GOAL OF THE EXERCISE
Please edit the entries below so that "tag" is replaced by "mark" wherever it occurs, keeping everything else unchanged.

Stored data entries

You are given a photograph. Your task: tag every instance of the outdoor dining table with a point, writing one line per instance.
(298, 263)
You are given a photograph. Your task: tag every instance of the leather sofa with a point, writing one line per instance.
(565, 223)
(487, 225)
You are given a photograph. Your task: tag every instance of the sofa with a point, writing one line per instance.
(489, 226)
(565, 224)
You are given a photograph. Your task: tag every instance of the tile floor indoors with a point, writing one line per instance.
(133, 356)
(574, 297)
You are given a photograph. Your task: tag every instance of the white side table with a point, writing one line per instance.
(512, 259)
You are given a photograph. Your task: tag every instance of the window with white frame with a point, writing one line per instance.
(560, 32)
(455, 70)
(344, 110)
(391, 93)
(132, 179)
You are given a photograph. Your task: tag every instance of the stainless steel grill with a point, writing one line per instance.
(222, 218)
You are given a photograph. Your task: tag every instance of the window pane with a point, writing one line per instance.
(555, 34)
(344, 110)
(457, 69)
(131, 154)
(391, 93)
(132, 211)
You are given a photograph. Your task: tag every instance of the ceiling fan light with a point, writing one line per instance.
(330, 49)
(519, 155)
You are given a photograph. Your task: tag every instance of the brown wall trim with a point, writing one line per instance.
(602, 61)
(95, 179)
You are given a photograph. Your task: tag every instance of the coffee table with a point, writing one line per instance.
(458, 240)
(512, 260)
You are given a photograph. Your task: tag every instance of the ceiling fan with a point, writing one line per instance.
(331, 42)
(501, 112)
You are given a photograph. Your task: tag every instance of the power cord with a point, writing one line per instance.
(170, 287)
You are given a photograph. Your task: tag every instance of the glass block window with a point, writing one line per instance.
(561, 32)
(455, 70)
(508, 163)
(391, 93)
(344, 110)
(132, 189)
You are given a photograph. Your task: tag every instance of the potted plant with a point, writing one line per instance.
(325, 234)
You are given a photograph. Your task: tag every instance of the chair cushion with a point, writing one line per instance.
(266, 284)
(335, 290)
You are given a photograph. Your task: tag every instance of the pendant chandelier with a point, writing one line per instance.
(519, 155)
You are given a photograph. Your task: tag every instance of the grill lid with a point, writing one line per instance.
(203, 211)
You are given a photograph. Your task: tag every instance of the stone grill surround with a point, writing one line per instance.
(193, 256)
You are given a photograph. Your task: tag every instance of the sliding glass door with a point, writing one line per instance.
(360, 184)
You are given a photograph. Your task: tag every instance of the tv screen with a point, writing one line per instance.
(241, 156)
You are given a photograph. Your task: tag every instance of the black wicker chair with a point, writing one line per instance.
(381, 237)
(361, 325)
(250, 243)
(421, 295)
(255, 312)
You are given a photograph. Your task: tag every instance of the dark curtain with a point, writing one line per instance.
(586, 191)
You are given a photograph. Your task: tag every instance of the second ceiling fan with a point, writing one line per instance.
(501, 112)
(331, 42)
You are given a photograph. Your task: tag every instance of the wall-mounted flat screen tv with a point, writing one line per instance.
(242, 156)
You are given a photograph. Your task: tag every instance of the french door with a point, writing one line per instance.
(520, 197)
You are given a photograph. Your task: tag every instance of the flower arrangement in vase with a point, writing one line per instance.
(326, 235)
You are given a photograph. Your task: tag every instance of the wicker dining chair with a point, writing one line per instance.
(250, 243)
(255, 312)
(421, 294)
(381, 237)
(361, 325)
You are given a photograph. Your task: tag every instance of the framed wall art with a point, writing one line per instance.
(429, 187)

SOLVED EXERCISE
You are given a photograph. Your task: mark every instance of the outdoor dining table with a point, writing one line per instance.
(298, 263)
You are given a photograph. Your task: mark every instance of the leather sofa with a point, writing one line per instance.
(565, 223)
(487, 225)
You are given a photograph. Your task: mark every instance of the sofa with a point, writing one line per instance.
(489, 226)
(565, 224)
You are given a photograph. Your task: mark every instance of the tile floor indoors with a point, writing one line per instance.
(133, 356)
(574, 297)
You are given a photograph. Your task: mark every instance of the white side table with a point, writing one line per instance.
(512, 259)
You are given a photograph. Your task: mark every instance of the window with white frame with a point, writing one line per instance.
(560, 32)
(455, 70)
(344, 110)
(391, 93)
(132, 179)
You are given a photograph. Your task: mark every instance of the stainless steel grill with a point, writing one line per instance.
(222, 218)
You are given a photograph. Your task: mark every instance of the window pane with a point, writing one line per instance.
(555, 34)
(344, 110)
(457, 69)
(131, 154)
(391, 93)
(132, 211)
You are given a photograph. Your task: mark every instance of the ceiling fan light with a point, writing one line per instance.
(330, 49)
(519, 155)
You are given a photograph. Your task: mark every instance of the brown wall trim with a point, writing one line per instance.
(602, 61)
(95, 179)
You are given a photograph. Your task: mark every instance of the coffee table with a point, writing one line per instance.
(458, 240)
(512, 260)
You are given a photograph. Your task: mark every instance of the ceiling fan with a point, writing one line per instance.
(331, 42)
(501, 112)
You are given a photograph. Your task: mark every instance of the power cord with a point, writing one line per instance.
(170, 287)
You are given a photograph. Your task: mark every instance of the glass block window with a point, writing one line per instance.
(561, 32)
(455, 70)
(508, 163)
(391, 93)
(344, 110)
(132, 189)
You are given a photograph. Your task: mark every instance of the potted plant with a point, writing one line per instance.
(325, 234)
You are given a photograph. Your task: mark every instance of the chair cushion with a point, writing one line per instance.
(266, 284)
(335, 290)
You are given a photograph. Your task: mark every instance of the pendant chandelier with a point, writing one line per instance.
(519, 155)
You are given a photograph. Your task: mark every instance of the grill lid with a point, writing one line per instance.
(203, 211)
You are given a photograph. Your task: mark every instance of the stone grill surround with a point, writing one line per instance.
(193, 256)
You are given a photograph. Your task: mark every instance of the sliding glass door with a point, writing one line per instance.
(360, 184)
You are given a photograph. Your task: mark every instance of the tv screen with a point, writing one line per instance.
(241, 156)
You are given a photograph. Your task: mark every instance of the black wicker chair with a point, writing one line per instance.
(381, 237)
(361, 325)
(250, 243)
(421, 295)
(255, 312)
You are given a photograph. Your task: mark every instance of the dark curtain with a point, writing one line per instance.
(586, 191)
You are given a photograph. Your task: mark every instance of the second ceiling fan with a point, writing one line per instance.
(501, 112)
(331, 42)
You are given a photograph. Your task: mark every instance of the wall-mounted flat screen tv with a point, writing one line per instance.
(242, 156)
You are given a photograph. Your task: mark every instance of the french door with a point, writing one line per instance.
(520, 197)
You are given a photograph. Your task: mark every instance of the flower arrangement in vase with a point, writing one line per instance.
(326, 235)
You are given a photograph. Your task: mark every instance of the wicker dining chair with a point, writing one line per instance.
(250, 243)
(255, 312)
(421, 294)
(381, 237)
(361, 325)
You are given a photograph. Your task: mark every instance of the framed wall art with a point, writing one line per instance.
(429, 187)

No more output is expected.